**Requirements:** Copy the material below word for word, from the line containing "Target: dark floor mat" through the end of the material, including both of those lines.

-- Data supplied start --

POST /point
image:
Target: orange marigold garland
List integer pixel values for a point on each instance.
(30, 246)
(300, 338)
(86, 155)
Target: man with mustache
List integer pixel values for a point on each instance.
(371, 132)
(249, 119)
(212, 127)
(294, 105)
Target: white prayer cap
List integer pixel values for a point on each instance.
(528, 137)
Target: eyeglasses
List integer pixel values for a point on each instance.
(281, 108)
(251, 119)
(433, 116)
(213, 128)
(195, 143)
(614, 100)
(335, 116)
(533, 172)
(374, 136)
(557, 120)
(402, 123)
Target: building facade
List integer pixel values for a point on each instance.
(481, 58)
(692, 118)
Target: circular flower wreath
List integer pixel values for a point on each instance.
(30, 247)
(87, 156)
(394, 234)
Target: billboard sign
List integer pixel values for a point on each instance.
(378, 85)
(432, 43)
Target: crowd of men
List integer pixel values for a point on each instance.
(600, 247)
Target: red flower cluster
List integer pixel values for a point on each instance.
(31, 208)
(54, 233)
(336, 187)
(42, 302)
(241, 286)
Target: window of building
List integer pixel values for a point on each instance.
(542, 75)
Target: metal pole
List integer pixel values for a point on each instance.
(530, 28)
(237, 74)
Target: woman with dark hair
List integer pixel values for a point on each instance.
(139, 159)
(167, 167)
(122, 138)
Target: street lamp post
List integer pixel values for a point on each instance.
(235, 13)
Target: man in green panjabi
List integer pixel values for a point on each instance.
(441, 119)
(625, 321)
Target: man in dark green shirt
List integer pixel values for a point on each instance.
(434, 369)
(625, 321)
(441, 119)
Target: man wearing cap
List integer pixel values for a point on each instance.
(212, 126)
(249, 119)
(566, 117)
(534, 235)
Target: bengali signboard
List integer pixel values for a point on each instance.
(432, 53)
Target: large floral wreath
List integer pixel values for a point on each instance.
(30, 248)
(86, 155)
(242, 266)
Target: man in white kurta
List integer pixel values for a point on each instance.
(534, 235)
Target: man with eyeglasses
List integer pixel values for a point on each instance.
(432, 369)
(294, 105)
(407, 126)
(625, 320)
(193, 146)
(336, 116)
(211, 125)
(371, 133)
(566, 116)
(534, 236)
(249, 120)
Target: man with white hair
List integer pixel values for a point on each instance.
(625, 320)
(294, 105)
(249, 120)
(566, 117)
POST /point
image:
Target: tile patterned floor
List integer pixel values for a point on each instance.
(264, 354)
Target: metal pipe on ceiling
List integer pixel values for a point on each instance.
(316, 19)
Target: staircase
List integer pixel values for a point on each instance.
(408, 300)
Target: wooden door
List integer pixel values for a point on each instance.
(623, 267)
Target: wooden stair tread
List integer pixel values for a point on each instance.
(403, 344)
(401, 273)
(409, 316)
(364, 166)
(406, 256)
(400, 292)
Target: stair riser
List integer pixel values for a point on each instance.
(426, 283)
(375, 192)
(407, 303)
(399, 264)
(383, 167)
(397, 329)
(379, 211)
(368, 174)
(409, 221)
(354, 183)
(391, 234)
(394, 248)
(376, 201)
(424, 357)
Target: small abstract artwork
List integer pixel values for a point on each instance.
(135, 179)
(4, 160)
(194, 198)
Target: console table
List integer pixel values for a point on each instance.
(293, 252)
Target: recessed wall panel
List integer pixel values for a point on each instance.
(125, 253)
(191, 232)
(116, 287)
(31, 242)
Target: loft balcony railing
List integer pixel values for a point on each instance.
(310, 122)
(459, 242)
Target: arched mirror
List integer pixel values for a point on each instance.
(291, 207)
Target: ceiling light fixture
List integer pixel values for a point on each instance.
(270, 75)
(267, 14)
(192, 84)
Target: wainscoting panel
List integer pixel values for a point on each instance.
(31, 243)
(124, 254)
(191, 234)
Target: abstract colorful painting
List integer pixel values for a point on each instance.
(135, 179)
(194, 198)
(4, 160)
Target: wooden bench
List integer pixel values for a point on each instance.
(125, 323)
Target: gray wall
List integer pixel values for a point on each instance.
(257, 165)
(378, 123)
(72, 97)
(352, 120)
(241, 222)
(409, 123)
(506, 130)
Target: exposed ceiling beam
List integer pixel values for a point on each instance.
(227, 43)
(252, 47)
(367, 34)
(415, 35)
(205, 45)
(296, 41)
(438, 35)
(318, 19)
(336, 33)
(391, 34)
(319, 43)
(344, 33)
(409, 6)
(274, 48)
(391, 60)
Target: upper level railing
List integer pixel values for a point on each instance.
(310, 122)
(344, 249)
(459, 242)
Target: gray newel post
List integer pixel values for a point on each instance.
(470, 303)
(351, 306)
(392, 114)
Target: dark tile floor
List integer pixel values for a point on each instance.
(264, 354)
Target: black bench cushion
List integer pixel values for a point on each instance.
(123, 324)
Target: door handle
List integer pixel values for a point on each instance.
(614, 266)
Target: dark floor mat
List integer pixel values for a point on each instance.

-- Data supplied end --

**Task solution:**
Target: dark floor mat
List integer pixel values for a point on each instance.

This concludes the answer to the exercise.